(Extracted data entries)
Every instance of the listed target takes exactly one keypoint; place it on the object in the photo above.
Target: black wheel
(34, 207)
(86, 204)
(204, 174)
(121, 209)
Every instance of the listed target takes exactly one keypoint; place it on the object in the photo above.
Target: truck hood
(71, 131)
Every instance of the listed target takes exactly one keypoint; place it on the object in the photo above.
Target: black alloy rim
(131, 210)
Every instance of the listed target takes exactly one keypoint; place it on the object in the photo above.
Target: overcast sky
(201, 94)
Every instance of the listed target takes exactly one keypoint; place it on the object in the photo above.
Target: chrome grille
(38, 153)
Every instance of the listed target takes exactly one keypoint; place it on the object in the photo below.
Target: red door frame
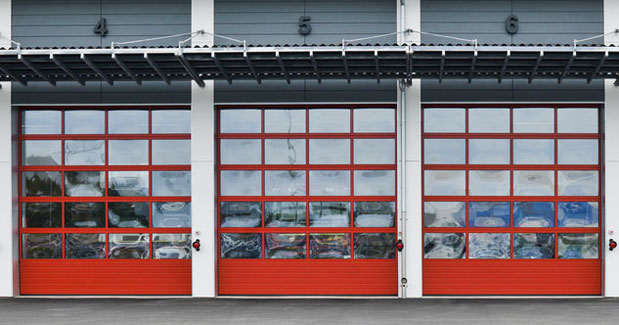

[Exercise goal]
Transcribe all of the records exactly, without reproducing their pictures.

[Result of the exercise]
Every instance of the listed target takes exactly one keypoint; place it on the object in the photo above.
Target: black wheel
(34, 207)
(86, 204)
(204, 174)
(121, 209)
Every instance of the listed target takes exactly one keypoint; place it on the object in the photo above.
Target: truck hood
(71, 131)
Every instance of the listed target takes exactly one keypoint; place it on the object in the photo above.
Target: black alloy rim
(131, 210)
Every instance of the listed target takes exactly one keypoint; place it on the object in the photo above.
Target: overcast sky
(201, 94)
Every instance of the listed target takes exactly one keypoint; place it on the object in the photo above.
Target: chrome grille
(38, 153)
Every instance of the listed target takes exactly one keypoint; place it on the object in the photo below.
Target: red door frame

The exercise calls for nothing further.